Texto:
==============================

Unos expoliados, otros privilegiados. Unos sacrificados, otros, beneficiados. Unos trabajando, otros gastando. 955 mil millones de pesos producto del excedente petrolero entre 2001 y 2012, destinados a prebendas electorales y transferencias presupuestales y prestaciones gubernamentales. 955 mil millones de pesos que nadie sabe a dónde fueron a parar, pero muchos lo suponen: a los gobernadores y las elecciones que compraron; a los líderes sindicales y las fortunas personales que acumularon; a las pensiones y la falta de productividad que taparon. Años de ineficiencias monopólicas en Pemex, años de subsidios injustificables a la gasolina, años de descontrol del gasto público, años de desperdiciar dinero en lugar de invertirlo.
Se tenía que mantener la paz social vía una estrategia clientelar, vendiendo petróleo para comprar votos. Había que perpetuar los privilegios de los príncipes mexicanos, usando el erario para asegurar prebendas. Casas Blancas y casas en Malinalco, aviones privados y sueldos desbordados, guaruras armados y IPhones garantizados. Enrique Peña Nieto increpó nuestra falta de comprensión, cuando comprendemos demasiado bien. Nos regañó cuando debimos regañarlo a él y a quienes lo acompañaron y lo habilitaron. Los miembros del equipo de Peña Nieto resultaron ser más corruptos que inteligentes. Más acostumbrados a esconder que a rendir cuentas. Más inhumanos que mexicanos.
Eso es lo que indigna, más allá de los datos y las cifras de quienes exigían que hiciéramos bien las cuentas y celebráramos lo que el peñaniestismo logró. La sensación de injusticia profunda, de agravio. 126 mil millones de pesos gastados por el gobierno del PRI en publicidad y comunicación social. Las “remuneraciones extraordinarias”. Las compensaciones a funcionarios públicos por “vida cara” y operaciones encubiertas o confidenciales. Los 4 millones 400 mil pesos a una licitación para el mantenimiento y reparación de 121 vehículos que la Cámara de Diputados tiene a su disposición. Gastos superfluos. Gastos innecesarios. Gastos que deberían destinarse a escuelas y hospitales, pero acaban en moches o bonos. Aunque afuera en la calle, donde muchos pasan la noche sin dormir por lo sufrido, en los palacios sigue la fiesta, el despilfarro, los vales y los celulares, y los aguinaldos, el champán descorchado en los pasillos del Senado y la Cámara de Diputados. Un país donde algunos gozan la abundancia y otros padecen la austeridad, unos son totalmente exprimidos y otros son “totalmente palacio”.
La economía sigue sin crecer lo que debería. La deuda de la desigualdad social sigue sin saldarse. Poco a poco tenemos conciencia de que los errores de gestión del gobierno no se han corregido. Las autoridades siguen asignando recursos crecientes a programas politizados, que en lugar de nivelar a la sociedad la hacen más desigual y generan mayores incentivos para la informalidad. Las autoridades siguen gastando el dinero público a manos llenas en medio de fallas, equivocaciones y actos de corrupción tan escandalosos como el de Javier Duarte, entre muchos otros. Estos problemas acumulados no han encontrado sanción ni solución. Los partidos se culpan unos a otros, se aprovechan electoralmente de los errores del contrario antes de corregir los suyos. No vemos soluciones de conjunto. No vemos la creación de un sistema completo para rendir cuentas o usar mejor el dinero público o responder a las necesidades de una ciudadanía crecientemente enardecida.

==============================

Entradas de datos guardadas
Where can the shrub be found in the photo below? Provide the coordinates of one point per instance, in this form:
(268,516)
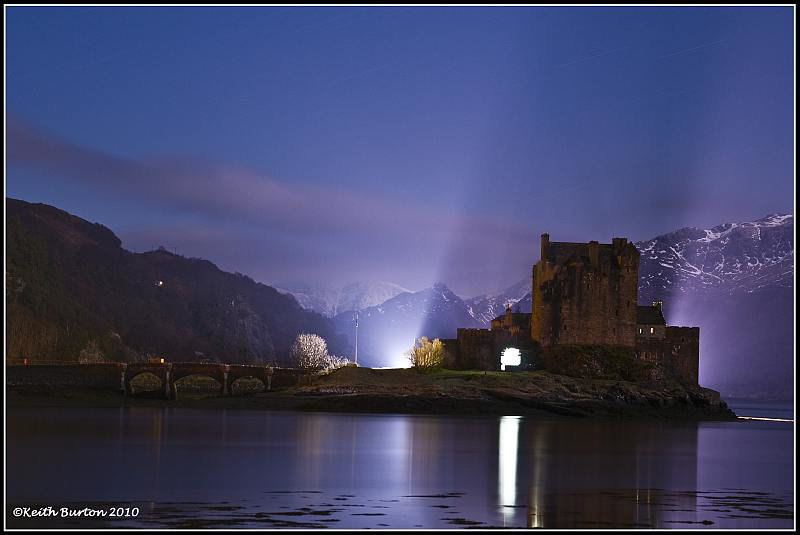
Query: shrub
(309,352)
(427,354)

==============================

Tarea: Transcribe textualmente el pasaje del texto sobre el despilfarro del dinero público comprendido entre "Unos expoliados, otros" y "lugar de invertirlo.", ambos incluidos.

Respuesta:
Unos expoliados, otros privilegiados. Unos sacrificados, otros, beneficiados. Unos trabajando, otros gastando. 955 mil millones de pesos producto del excedente petrolero entre 2001 y 2012, destinados a prebendas electorales y transferencias presupuestales y prestaciones gubernamentales. 955 mil millones de pesos que nadie sabe a dónde fueron a parar, pero muchos lo suponen: a los gobernadores y las elecciones que compraron; a los líderes sindicales y las fortunas personales que acumularon; a las pensiones y la falta de productividad que taparon. Años de ineficiencias monopólicas en Pemex, años de subsidios injustificables a la gasolina, años de descontrol del gasto público, años de desperdiciar dinero en lugar de invertirlo.